**DO THIS**
Starting at the line that contains "Note to the class: find each instance of the road", retype each line to the end of the listing below. Include both ends, but not the pictures.

**DATA EXTRACT**
>> start

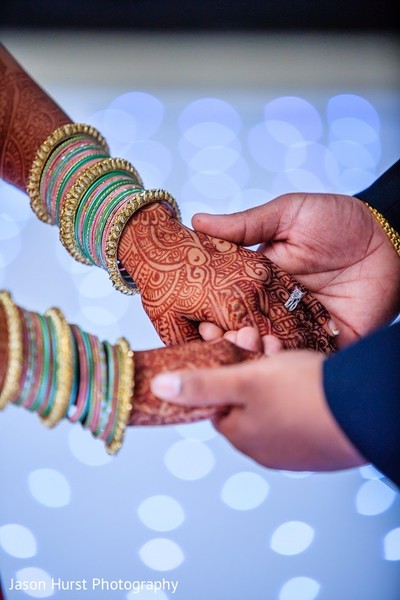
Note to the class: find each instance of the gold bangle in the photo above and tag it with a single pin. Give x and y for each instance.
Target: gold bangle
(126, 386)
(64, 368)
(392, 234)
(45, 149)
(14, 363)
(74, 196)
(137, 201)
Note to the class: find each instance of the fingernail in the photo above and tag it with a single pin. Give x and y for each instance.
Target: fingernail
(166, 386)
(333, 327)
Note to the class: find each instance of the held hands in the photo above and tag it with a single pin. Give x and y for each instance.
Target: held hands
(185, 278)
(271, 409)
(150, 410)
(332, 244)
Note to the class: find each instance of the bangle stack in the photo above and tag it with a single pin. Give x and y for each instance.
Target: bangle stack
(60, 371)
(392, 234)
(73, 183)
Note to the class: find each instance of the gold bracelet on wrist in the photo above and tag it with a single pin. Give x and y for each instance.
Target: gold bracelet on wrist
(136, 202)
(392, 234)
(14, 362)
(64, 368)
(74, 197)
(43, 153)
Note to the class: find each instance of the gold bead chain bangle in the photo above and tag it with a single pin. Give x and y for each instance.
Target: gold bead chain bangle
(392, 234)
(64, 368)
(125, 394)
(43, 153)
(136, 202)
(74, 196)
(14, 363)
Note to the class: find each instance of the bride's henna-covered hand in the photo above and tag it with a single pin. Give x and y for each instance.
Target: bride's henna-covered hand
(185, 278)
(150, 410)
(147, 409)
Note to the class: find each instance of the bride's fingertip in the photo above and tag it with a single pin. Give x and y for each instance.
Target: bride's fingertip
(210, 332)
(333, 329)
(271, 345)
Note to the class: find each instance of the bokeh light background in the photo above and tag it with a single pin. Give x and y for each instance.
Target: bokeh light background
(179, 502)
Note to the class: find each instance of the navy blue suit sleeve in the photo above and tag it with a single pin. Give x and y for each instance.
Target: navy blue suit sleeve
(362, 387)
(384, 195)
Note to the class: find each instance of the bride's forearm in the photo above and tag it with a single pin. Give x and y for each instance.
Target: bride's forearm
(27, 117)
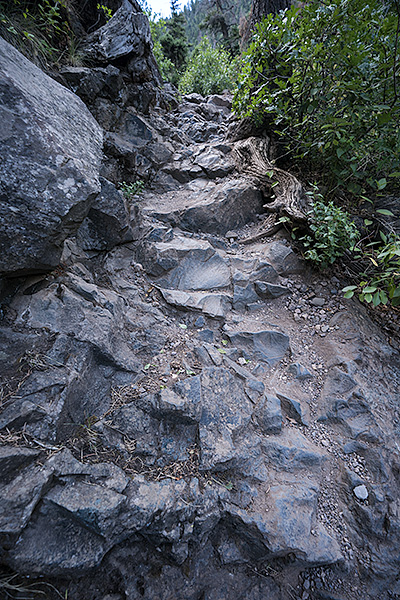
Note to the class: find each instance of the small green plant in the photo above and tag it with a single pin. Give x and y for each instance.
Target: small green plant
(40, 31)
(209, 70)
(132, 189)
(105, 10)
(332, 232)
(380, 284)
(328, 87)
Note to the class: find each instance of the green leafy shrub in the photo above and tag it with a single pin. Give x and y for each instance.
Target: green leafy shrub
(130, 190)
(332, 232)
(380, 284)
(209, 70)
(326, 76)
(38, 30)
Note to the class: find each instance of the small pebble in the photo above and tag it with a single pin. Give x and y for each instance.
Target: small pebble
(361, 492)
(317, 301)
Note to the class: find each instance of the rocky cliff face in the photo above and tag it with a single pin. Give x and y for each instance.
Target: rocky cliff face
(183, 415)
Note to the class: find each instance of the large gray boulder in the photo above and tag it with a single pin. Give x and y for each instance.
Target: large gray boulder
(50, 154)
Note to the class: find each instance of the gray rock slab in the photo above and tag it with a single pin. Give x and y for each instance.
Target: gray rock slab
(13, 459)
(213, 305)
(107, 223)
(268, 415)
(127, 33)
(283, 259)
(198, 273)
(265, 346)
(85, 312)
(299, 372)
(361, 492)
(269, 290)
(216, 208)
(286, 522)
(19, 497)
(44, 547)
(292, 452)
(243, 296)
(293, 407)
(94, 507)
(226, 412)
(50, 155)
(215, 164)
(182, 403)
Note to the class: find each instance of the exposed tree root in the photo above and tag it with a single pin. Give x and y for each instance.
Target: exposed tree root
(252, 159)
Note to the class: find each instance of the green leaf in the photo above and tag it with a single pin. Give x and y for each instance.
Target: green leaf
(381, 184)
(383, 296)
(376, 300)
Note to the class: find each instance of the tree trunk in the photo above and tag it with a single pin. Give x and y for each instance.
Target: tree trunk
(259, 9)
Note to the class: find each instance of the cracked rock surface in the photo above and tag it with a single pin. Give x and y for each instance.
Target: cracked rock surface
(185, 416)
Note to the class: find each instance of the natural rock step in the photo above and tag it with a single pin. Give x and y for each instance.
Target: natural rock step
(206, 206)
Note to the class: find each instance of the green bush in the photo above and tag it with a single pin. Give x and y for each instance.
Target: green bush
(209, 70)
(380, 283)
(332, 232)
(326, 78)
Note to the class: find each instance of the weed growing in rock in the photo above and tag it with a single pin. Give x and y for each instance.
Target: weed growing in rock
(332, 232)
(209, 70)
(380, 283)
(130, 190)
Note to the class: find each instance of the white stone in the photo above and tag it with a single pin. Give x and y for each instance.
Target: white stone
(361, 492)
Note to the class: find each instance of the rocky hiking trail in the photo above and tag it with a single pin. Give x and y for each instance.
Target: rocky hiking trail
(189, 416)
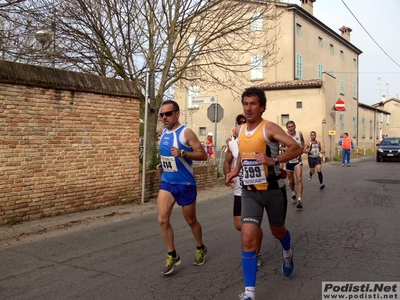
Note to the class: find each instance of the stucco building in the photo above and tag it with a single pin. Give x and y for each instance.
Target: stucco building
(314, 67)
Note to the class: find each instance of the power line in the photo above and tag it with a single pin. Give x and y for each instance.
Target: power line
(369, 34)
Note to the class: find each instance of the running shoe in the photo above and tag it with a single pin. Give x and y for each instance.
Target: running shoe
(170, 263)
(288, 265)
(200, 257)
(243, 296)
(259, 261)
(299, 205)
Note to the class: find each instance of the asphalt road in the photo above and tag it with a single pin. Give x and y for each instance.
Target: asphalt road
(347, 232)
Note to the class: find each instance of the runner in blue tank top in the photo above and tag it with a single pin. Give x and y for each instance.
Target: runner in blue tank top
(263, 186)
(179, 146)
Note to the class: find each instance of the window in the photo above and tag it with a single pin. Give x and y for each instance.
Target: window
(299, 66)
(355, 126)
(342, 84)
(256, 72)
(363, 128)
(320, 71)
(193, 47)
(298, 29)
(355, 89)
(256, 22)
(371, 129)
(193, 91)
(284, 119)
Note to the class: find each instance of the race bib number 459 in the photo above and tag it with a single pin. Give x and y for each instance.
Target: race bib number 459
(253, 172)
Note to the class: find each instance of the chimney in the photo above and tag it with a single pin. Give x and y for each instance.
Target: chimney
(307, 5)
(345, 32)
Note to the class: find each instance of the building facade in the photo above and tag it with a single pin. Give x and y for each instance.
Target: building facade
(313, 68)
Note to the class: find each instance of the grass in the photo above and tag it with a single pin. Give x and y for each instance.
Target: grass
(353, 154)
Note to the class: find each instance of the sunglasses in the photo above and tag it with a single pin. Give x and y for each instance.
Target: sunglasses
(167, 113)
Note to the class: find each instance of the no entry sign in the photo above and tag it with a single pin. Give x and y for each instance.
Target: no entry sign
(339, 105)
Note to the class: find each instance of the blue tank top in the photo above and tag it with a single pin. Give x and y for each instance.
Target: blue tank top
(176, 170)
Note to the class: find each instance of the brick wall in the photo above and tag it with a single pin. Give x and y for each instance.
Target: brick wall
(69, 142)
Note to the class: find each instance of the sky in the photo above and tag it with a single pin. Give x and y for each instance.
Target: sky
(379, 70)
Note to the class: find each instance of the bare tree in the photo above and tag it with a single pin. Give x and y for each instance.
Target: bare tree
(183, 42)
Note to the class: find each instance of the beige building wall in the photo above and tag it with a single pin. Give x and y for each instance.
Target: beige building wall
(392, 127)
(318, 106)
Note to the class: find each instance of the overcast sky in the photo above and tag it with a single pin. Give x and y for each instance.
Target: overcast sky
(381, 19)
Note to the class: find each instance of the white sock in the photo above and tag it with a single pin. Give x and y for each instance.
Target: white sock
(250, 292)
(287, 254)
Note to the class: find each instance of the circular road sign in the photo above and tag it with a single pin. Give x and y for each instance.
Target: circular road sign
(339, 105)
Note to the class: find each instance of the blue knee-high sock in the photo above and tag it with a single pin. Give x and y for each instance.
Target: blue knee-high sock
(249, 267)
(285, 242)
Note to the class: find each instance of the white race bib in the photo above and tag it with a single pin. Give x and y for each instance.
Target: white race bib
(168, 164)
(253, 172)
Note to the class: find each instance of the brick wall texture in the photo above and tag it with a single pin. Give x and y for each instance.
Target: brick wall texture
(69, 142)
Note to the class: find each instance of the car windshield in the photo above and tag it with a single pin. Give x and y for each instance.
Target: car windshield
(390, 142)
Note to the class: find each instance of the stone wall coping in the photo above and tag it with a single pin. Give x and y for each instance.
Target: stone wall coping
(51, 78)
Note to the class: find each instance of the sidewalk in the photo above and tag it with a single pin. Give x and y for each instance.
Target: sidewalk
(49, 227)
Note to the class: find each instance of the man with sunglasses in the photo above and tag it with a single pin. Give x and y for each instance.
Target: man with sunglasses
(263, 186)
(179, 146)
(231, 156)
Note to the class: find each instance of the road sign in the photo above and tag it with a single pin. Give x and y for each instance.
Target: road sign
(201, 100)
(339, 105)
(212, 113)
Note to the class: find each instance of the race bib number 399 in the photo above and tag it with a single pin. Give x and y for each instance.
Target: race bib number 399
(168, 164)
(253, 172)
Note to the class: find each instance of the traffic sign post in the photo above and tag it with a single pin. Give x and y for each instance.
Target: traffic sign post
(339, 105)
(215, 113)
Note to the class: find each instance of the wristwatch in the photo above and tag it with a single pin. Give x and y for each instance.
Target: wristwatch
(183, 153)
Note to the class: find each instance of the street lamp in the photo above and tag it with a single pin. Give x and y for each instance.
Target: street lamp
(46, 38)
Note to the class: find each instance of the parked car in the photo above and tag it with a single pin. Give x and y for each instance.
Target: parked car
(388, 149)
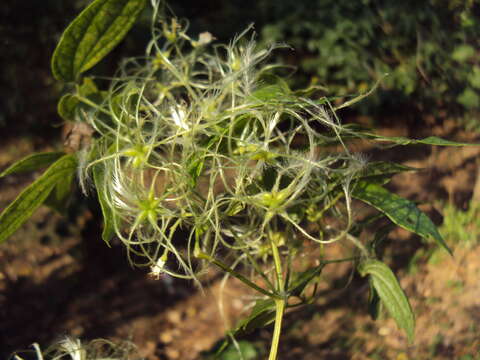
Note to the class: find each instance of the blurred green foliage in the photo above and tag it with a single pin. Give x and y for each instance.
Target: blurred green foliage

>> end

**TASK ANSWER**
Note to the class: find each instance of the road sign in the photo above and tag it with a single pin. Give x and y for each instance.
Target: road sign
(201, 100)
(339, 105)
(212, 113)
Note to the class: find each instance of the race bib number 399 in the photo above and tag it with a single pin. Give x and y for each instance.
Target: race bib number 399
(168, 164)
(253, 172)
Note to the class: find each instance of the traffic sign post in the photo above and tag it with a single pin. Give x and y for each instance.
Target: traffic sign post
(339, 105)
(215, 113)
Note to the class: find each instance of the wristwatch in the photo above and tag it with a single pin. Give x and y for each instance.
Target: wristwatch
(183, 153)
Note to the class: find each instance of the street lamp in the photo above and tag it with a single pin. Give x and y for each instance.
Target: street lamp
(46, 38)
Note to the class: find each instance of the parked car in the photo above and tag it with a single pin. Give x and y for each instance.
Target: parked car
(388, 149)
Note to the class: find each instance of the blurred green foliage in the photo above and tag it with a single pin. Give x and y for each instance.
Target: blurred green foliage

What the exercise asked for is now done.